:: Exercise brief ::
Swap "egg scare" for "egg recall" wherever it occurs in the raw milk text, and reproduce the passage that begins at the words "The reason our" and stops after "bill in Wisconsin.".

[Excerpt — start]

The reason our governor vetoed the raw milk bill in Wisconsin last year was due to concerns by the dairy industry. It wasn't necessarily due to concerns about competition, but due to fears about what a possible outbreak would do to our state dairy industry. Once again, look to last year's egg scare. A few farms were implicated, but it turned the entire egg industry upside-down, nationwide sales were down for months and it took quite a long time before consumer trust was regained and egg sales returned to normal levels, and the repercussions are still being felt. Dairy farmers live by extremely thin profit margins already, upsets like that can break many farmers. I don't remember the timing of how things went down last year, but it is quite possible that the egg scare directly influenced the result of the governor's vote on our raw milk bill in Wisconsin.
Your post is really on point. I love raw milk, I wish I could buy it here, but I also don't want to go back to the kinds of outbreaks we had 100 years ago. Listeria is a very dangerous disease. I would like to see raw milk producers embrace testing and sanitary standards that are so much more stringent than those for commercial dairies that raw milk actually was thought of as safer than pasteurized. It would be a niche product for those that value the undeniable health benefits associated with raw milk and are willing to pay for that quality. I think that market exists. Especially for cheeses that are not aged to the current 60 day requirement, but also for the milk itself.
ETA: I think sheep and goat's have a really important role to play in this since they freeze so well. It opens up so many safe storage and delivery options.

[Excerpt — finish]
[Supplied entries — start]

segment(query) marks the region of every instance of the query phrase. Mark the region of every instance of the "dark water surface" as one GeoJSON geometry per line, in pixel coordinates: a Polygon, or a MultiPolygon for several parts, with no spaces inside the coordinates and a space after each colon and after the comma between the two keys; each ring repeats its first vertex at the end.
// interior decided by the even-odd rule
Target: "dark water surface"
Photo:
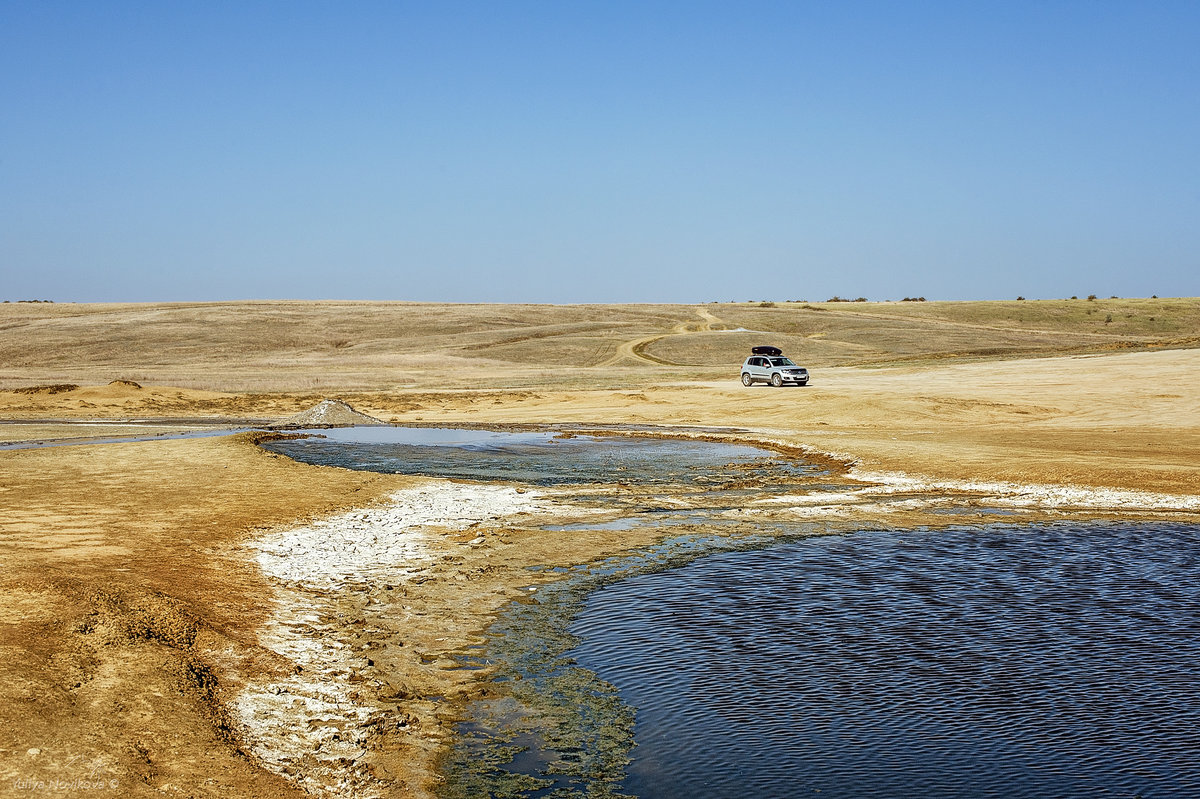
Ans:
{"type": "Polygon", "coordinates": [[[716,535],[725,505],[829,488],[818,467],[683,439],[320,432],[268,449],[707,503],[629,499],[599,527],[700,529],[558,570],[462,653],[497,671],[446,797],[1200,797],[1200,528],[716,535]]]}
{"type": "Polygon", "coordinates": [[[811,537],[601,588],[571,632],[636,708],[631,795],[1200,795],[1196,528],[811,537]]]}
{"type": "Polygon", "coordinates": [[[348,427],[322,438],[270,441],[269,449],[305,463],[366,471],[541,486],[587,482],[713,485],[746,476],[774,459],[773,470],[816,473],[754,446],[682,438],[570,435],[427,427],[348,427]]]}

[Supplied entries — finish]

:: Written response ::
The reason our governor vetoed the raw milk bill in Wisconsin last year was due to concerns by the dairy industry. It wasn't necessarily due to concerns about competition, but due to fears about what a possible outbreak would do to our state dairy industry. Once again, look to last year's egg recall. A few farms were implicated, but it turned the entire egg industry upside-down, nationwide sales were down for months and it took quite a long time before consumer trust was regained and egg sales returned to normal levels, and the repercussions are still being felt. Dairy farmers live by extremely thin profit margins already, upsets like that can break many farmers. I don't remember the timing of how things went down last year, but it is quite possible that the egg recall directly influenced the result of the governor's vote on our raw milk bill in Wisconsin.